Work to complete>
1. Answer these questions from the text on file-sharing and health data:
(a) In which journal was the University of Ottawa research published?
(b) What percentage of all U.S. IP addresses exposed personal health information?
(c) What did the teenager's medical form include?
2. From the text on file-sharing and health data, write out everything from "Some of the" down to "also were found.".

Source text>
* * *

Research from the University of Ottawa in Canada, published in the March Journal of the American Medical Informatics Assn., found a significant risk of inadvertent exposure of personal health information for those who use peer-to-peer file-sharing networks, such as those used to share music. While such instances are uncommon, they result in tens of thousands of breached files, according to the study. The authors said the breach often comes from patients but physician offices also have been culpable.

Peer-to-peer file-sharing software opens up files to others in an online network, allowing other members to download files from computers in that network. The software generally has configurations that make only selected files available to others. But many times a misunderstanding of how a file-sharing program works or a misconfiguration of the program inadvertently opens up personal files to the network, according to the study's authors.

The authors said such misunderstandings have occurred by users using file-sharing sites on the same computers used to store patient data.

The file-sharing programs were designed so users could share music and multimedia files. Files are found by searching for file types, such as MP3s, and a search term, such as a song title or a musician's name. For this study, researchers performed an automated search across various peer-to-peer networks for non-multimedia files, including Word documents, Outlook e-mail files, PDF files, Access database files and Excel spreadsheets.

The query found that 0.4% of all Canadian IP addresses and 0.5% of all U.S. IP addresses exposed personal health information. Considering the millions of people who use file-sharing applications, this percentage represents tens of thousands of IP addresses exposing personal health information in Canada and the U.S., the study concluded.

Some of the data researchers exposed included several documents pertaining to an injury a U.S. soldier sustained before he began a post at Guantanamo Bay. Another was a teenager's medical form that included drug and medical history, a health insurance number and the teen's contact information. Other medical documents and medical leave requests also were found.

* * *

(Entries taken from a collection)

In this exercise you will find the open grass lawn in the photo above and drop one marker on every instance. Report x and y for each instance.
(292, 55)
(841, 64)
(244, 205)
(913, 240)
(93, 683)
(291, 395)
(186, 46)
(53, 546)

* * *

Solutions by task>
1.
(a) The March Journal of the American Medical Informatics Assn.
(b) 0.5%.
(c) Drug and medical history, a health insurance number and the teen's contact information.

2.
Some of the data researchers exposed included several documents pertaining to an injury a U.S. soldier sustained before he began a post at Guantanamo Bay. Another was a teenager's medical form that included drug and medical history, a health insurance number and the teen's contact information. Other medical documents and medical leave requests also were found.